FRAGMENTO SELECCIONADO =>
Nunca he sido una persona metódica.
Aquellos que consiguen levantarse en la madrugada para escribir de cuatro a
siete de la mañana antes de salir hacia un trabajo también estructurado por una
agenda y un calendario, me causan, además de admiración, un morbo y una curiosidad
notables.
Uno de mis principios más antiguos
ha sido evitar el conflicto con la página en blanco. Cuando no tengo nada que
decir, simplemente me abstengo de pronunciar cualquier palabra. No importa si
el silencio dura un día o cinco meses. Por el contrario, cuando una idea me
entusiasma, le doy vueltas en donde quiera que me encuentre y sin importar la
actividad que esté realizando. Suelo tomar notas y paso formalmente al papel
sólo cuando encuentro el tono indicado. Se trata de una certeza física,
irrefutable. En ese sentido, podría decirse que creo en la inspiración. En
ocasiones comparo esa experiencia a las de los santeros caribeños y otros
espiritistas que escuchan voces y aseguran que les “baja el santo”. La mayoría
de las veces, escribir es para mí una actividad gozosa como una fiesta
íntima, una reunión de amigos donde los invitados son mis autores favoritos,
los libros que he leído y me interesan o me conmueven. Concuerdo con Julio
Cortázar para quien era imprescindible “quitarse la corbata” antes de sentarse
a escribir. La solemnidad no se lleva bien con la literatura. El juego
sí.
Otra de las reglas que me impongo —al menos en un primer momento— es
no pensar en el lector. Mucho menos en lo que dirá tal o cual persona. No hay
nada más nocivo para la creatividad que tomar en consideración el juicio de los
demás. Hago de cuenta que soy yo la única destinataria de ese texto. Si es
necesario, despotrico sin pudor contra quien sea y muy a menudo me burlo de mí
misma. Sólo cuando el primer borrador está concluido y la mayoría de las ideas
expresadas, me detengo a pensar si el texto tiene o no madera para ser
publicado. Si es el caso, entonces lo trabajo pensando en quienes habrán de
leerlo. Reviso la estructura en primer lugar, luego me concentro en la trama,
los diálogos, la relación entre mis personajes. Por último, pero en ello me
demoro mucho tiempo, reviso cuidadosamente la limpieza de la prosa.
Una de las
mayores satisfacciones que encuentro en la literatura es la conexión empática
que puede producirse entre el autor y el lector. Por esa razón evito las frases
demasiado tergiversadas, los conceptos obtusos. Siempre he admirado la belleza
de los objetos simples y trato de que sea ese tipo de belleza el que ilumine
mis textos. Es verdad que no siempre lo consigo. Sin embargo, nunca he
claudicado en el intento.

FILAS DE DATOS =>

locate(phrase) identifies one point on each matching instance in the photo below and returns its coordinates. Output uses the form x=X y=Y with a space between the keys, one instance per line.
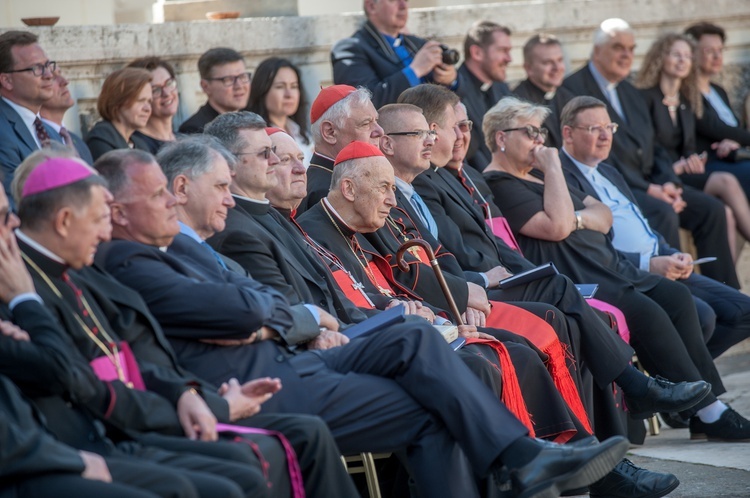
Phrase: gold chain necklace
x=111 y=352
x=366 y=268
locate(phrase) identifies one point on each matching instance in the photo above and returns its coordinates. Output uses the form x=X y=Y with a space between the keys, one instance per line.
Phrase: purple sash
x=106 y=370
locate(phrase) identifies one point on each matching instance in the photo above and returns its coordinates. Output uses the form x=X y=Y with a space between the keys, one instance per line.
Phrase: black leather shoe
x=674 y=420
x=731 y=427
x=559 y=468
x=665 y=396
x=628 y=481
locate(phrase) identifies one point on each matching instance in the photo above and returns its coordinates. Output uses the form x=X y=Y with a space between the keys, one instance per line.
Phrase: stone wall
x=89 y=53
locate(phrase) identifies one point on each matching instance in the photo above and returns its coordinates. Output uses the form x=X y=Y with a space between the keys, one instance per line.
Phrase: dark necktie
x=214 y=254
x=471 y=189
x=424 y=213
x=41 y=132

TAREAS =>
**1.** Transcribe del fragmento sobre el oficio de escribir el pasaje que empieza en las palabras "Otra de las" y termina tras "de la prosa.".
**2.** Traduce al inglés esta oración del fragmento sobre el oficio de escribir: "No hay nada más nocivo para la creatividad que tomar en consideración el juicio de los demás."

RESPUESTAS POR TAREA =>
**1.**
Otra de las reglas que me impongo —al menos en un primer momento— es
no pensar en el lector. Mucho menos en lo que dirá tal o cual persona. No hay
nada más nocivo para la creatividad que tomar en consideración el juicio de los
demás. Hago de cuenta que soy yo la única destinataria de ese texto. Si es
necesario, despotrico sin pudor contra quien sea y muy a menudo me burlo de mí
misma. Sólo cuando el primer borrador está concluido y la mayoría de las ideas
expresadas, me detengo a pensar si el texto tiene o no madera para ser
publicado. Si es el caso, entonces lo trabajo pensando en quienes habrán de
leerlo. Reviso la estructura en primer lugar, luego me concentro en la trama,
los diálogos, la relación entre mis personajes. Por último, pero en ello me
demoro mucho tiempo, reviso cuidadosamente la limpieza de la prosa.

**2.** There is nothing more harmful to creativity than taking other people's judgment into consideration.